BEGIN DOCUMENT SEGMENT
18th President of Kean University
- Incumbent
- Assumed office July 1, 2020
- Preceded by: Dawood Farahi

Commissioner of Education of New Jersey
- In office 2018–2020
- Governor: Phil Murphy

Superintendent of the Asbury Park School District
- In office 2014–2018

Personal details
- Born: 1971 (age 54–55) Carteret, New Jersey, U.S.
- Education: Trenton State College (BA) Kean University (MA) Nova Southeastern University (EdD)
- Occupation: Educator, academic administrator

= Lamont O. Repollet =

American educator and administrator (born 1971)

Lamont O. Repollet (born 1971) is an American educator and academic administrator who currently serves as the 18th president of Kean University. He is a former Commissioner of Education of New Jersey (2018–2020) and previously was superintendent of the Asbury Park School District. Repollet was the first Black person to hold the post of New Jersey education commissioner and is the first Black president in Kean University’s history.

Repollet is a member of Sigma Pi Phi fraternity and Phi Beta Sigma fraternity. He served on the Kean Board of Trustees from 2011 until 2018, serving as secretary and chair of the Academic Policy and Programs Committee. As president, Dr. Repollet presides over a unique academic partnership in China, Wenzhou-Kean University, that delivers an American-style education to more than 5,000 international students on a full-scale campus in Wenzhou, China.

==Early life and education==
Repollet was born and raised in Carteret, New Jersey, where he attended Carteret High School. Through New Jersey’s Educational Opportunity Fund program, he attended Trenton State College (now The College of New Jersey), where he earned a Bachelor of Arts degree in communication in 1994. He went on to obtain a Master of Arts in educational administration from Kean University in 2000 and later received a Doctor of Education (Ed.D.) in educational leadership from Nova Southeastern University.
END DOCUMENT SEGMENT
BEGIN DATA EXTRACTS
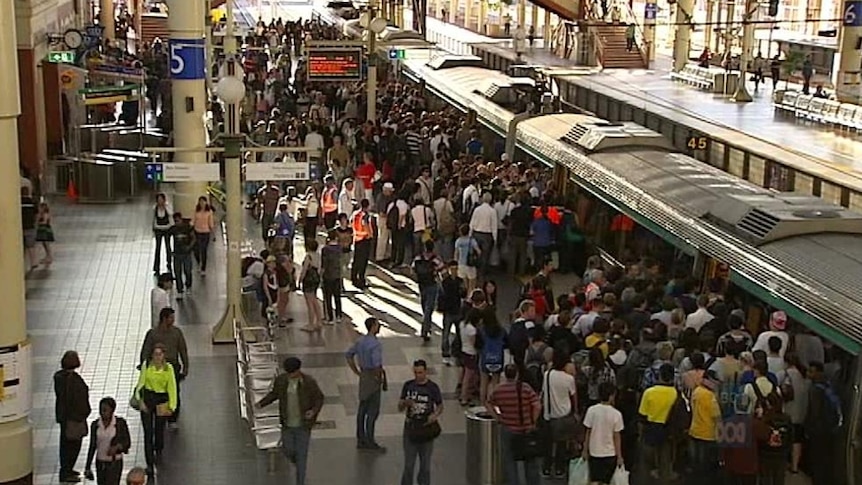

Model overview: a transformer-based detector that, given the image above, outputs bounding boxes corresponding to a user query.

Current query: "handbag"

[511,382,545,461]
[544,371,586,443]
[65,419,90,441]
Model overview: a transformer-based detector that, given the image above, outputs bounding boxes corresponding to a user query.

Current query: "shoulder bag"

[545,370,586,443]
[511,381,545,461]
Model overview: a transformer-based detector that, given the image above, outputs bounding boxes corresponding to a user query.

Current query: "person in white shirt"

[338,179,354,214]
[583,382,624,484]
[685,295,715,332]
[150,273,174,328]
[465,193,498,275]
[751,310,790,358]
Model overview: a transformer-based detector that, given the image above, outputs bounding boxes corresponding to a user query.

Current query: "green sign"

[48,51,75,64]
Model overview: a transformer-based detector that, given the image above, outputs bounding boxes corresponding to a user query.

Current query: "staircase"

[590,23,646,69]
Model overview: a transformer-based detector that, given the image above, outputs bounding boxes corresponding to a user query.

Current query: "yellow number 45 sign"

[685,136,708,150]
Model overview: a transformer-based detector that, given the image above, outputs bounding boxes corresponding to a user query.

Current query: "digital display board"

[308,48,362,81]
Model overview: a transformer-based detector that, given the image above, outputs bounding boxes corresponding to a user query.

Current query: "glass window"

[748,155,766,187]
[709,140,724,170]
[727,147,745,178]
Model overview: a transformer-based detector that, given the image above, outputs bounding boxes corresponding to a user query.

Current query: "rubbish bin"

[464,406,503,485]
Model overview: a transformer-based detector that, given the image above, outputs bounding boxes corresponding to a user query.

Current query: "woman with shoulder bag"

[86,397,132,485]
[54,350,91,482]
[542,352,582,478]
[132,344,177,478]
END DATA EXTRACTS
BEGIN DATA EXTRACTS
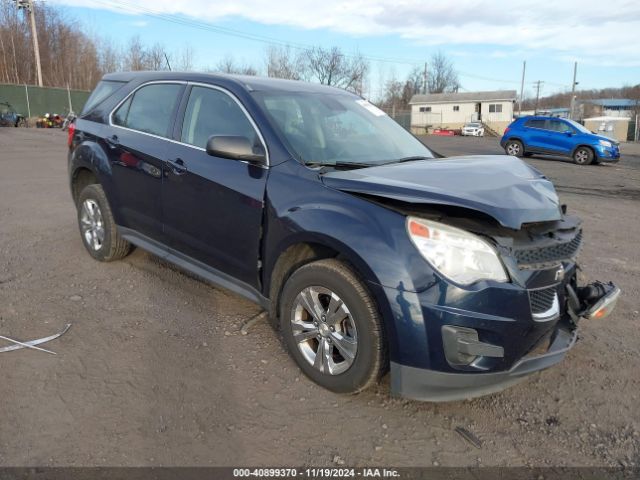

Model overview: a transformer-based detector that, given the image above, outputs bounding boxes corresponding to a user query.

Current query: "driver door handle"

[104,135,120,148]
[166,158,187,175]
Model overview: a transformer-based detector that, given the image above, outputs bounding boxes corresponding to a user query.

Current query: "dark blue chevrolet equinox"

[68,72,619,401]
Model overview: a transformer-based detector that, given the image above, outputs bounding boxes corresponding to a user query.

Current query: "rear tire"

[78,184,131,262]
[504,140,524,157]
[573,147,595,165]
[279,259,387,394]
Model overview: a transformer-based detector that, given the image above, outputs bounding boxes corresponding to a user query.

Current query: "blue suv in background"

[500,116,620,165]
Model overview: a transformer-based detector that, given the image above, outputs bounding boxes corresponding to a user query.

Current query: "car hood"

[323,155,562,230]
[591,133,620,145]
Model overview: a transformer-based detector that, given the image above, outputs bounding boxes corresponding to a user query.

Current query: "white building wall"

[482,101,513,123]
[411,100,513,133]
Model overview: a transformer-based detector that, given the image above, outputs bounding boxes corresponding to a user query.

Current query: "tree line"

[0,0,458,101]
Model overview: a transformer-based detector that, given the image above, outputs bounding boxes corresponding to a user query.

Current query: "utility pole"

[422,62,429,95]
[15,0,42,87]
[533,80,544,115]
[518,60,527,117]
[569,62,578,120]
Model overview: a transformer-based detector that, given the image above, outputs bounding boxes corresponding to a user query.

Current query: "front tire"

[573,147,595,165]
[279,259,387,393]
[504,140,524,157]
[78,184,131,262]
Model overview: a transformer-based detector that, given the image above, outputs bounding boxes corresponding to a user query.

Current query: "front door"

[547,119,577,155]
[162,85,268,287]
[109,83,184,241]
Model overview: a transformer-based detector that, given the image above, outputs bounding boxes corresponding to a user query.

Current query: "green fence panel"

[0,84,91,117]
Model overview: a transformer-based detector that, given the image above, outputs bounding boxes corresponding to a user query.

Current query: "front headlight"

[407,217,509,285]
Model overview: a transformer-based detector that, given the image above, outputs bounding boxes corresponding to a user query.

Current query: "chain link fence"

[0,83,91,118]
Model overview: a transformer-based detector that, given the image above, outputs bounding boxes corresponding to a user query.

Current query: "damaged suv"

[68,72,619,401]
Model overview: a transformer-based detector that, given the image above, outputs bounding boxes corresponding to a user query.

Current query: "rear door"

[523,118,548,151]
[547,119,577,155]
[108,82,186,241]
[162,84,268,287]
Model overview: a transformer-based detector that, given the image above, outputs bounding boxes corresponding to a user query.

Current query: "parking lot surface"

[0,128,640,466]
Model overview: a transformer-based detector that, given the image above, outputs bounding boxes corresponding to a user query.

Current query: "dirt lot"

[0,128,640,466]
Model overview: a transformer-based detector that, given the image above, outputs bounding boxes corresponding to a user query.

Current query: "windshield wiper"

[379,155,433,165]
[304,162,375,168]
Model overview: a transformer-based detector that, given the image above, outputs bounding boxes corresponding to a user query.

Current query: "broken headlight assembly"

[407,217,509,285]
END DATA EXTRACTS
**TASK LIST**
1. Decide whether each statement agrees with the text on Lamont O. Repollet, answering yes or no and quoting the words of the text that settle it: (a) Repollet served on the Kean Board of Trustees from 2011 until 2018. (b) Wenzhou-Kean University educates more than 10,000 international students. (c) Repollet earned his master's degree from Nova Southeastern University.
2. According to the text on Lamont O. Repollet, how did he come to attend Trenton State College? Answer in one to three sentences.
3. Copy word for word the part of the text on Lamont O. Repollet from "American educator and administrator" up to and including "Kean University’s history.".
The records are separate material and have no connection to the text on Lamont O. Repollet.

**ANSWERS FOR EACH ITEM**
1.
(a) Yes: "He served on the Kean Board of Trustees from 2011 until 2018"
(b) No: "more than 5,000 international students"
(c) No: "Master of Arts in educational administration from Kean University in 2000"

2. He attended Trenton State College, now The College of New Jersey, through New Jersey's Educational Opportunity Fund program. There he earned a Bachelor of Arts degree in communication in 1994.

3.
American educator and administrator (born 1971)

Lamont O. Repollet (born 1971) is an American educator and academic administrator who currently serves as the 18th president of Kean University. He is a former Commissioner of Education of New Jersey (2018–2020) and previously was superintendent of the Asbury Park School District. Repollet was the first Black person to hold the post of New Jersey education commissioner and is the first Black president in Kean University’s history.